- _Records for the task_:
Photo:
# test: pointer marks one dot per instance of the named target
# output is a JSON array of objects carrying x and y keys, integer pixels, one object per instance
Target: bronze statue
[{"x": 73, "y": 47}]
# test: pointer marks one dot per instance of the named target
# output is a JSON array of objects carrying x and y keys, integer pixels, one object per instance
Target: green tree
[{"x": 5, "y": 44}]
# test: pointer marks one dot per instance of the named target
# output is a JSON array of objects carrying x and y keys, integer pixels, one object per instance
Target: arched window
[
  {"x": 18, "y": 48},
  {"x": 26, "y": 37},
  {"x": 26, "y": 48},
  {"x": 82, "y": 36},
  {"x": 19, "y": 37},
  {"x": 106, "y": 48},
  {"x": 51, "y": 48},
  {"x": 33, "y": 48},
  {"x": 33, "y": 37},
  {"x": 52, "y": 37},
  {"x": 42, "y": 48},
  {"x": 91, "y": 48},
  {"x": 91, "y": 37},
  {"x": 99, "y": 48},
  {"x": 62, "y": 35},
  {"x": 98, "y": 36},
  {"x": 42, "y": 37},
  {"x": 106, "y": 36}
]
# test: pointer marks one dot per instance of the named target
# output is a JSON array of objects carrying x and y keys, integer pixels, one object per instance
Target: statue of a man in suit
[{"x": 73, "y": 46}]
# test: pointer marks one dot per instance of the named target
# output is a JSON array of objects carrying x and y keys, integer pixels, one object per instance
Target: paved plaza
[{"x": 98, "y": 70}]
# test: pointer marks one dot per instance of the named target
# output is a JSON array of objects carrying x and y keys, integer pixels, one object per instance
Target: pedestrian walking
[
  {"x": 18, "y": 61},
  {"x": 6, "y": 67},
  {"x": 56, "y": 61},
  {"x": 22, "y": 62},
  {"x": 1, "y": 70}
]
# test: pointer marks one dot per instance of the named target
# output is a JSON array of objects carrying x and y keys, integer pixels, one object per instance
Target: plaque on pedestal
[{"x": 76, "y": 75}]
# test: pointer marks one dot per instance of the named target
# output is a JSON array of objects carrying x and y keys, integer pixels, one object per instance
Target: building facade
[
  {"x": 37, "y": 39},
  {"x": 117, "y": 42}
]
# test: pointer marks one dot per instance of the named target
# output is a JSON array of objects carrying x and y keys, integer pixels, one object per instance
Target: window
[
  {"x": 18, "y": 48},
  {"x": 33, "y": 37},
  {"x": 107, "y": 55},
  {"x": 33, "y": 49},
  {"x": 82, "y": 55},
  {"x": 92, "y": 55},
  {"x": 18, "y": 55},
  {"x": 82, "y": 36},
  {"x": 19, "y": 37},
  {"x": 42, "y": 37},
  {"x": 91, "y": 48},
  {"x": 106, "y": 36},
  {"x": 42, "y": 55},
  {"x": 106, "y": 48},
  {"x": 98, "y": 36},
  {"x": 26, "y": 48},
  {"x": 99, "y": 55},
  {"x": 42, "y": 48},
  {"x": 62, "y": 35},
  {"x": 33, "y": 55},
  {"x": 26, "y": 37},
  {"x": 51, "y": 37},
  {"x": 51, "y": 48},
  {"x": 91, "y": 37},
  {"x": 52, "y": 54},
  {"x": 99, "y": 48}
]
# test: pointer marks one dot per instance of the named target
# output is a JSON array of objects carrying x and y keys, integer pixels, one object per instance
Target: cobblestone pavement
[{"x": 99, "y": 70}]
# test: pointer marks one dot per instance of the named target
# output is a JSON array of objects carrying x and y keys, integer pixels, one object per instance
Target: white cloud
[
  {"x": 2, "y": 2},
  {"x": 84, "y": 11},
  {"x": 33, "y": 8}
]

* * *

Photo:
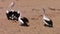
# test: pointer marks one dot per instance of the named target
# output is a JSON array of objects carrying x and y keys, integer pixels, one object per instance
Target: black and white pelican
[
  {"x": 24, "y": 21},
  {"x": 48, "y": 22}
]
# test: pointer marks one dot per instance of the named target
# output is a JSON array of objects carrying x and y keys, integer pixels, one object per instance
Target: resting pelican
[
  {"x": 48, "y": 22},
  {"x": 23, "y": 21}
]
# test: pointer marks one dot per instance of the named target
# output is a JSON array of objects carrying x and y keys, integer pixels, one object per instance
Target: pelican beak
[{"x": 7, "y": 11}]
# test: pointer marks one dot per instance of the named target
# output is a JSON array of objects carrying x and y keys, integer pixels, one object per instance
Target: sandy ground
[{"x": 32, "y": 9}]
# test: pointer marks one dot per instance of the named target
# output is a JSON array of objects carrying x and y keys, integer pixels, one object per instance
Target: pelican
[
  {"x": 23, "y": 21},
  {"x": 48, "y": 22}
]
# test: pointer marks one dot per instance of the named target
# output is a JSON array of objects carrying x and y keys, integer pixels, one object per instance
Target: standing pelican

- _What the task asks_: Please find every line in the material above that contains the string "white" and copy each of those lines in full. Case counts.

- _Response to the task_:
Target: white cloud
Target: black and white pelican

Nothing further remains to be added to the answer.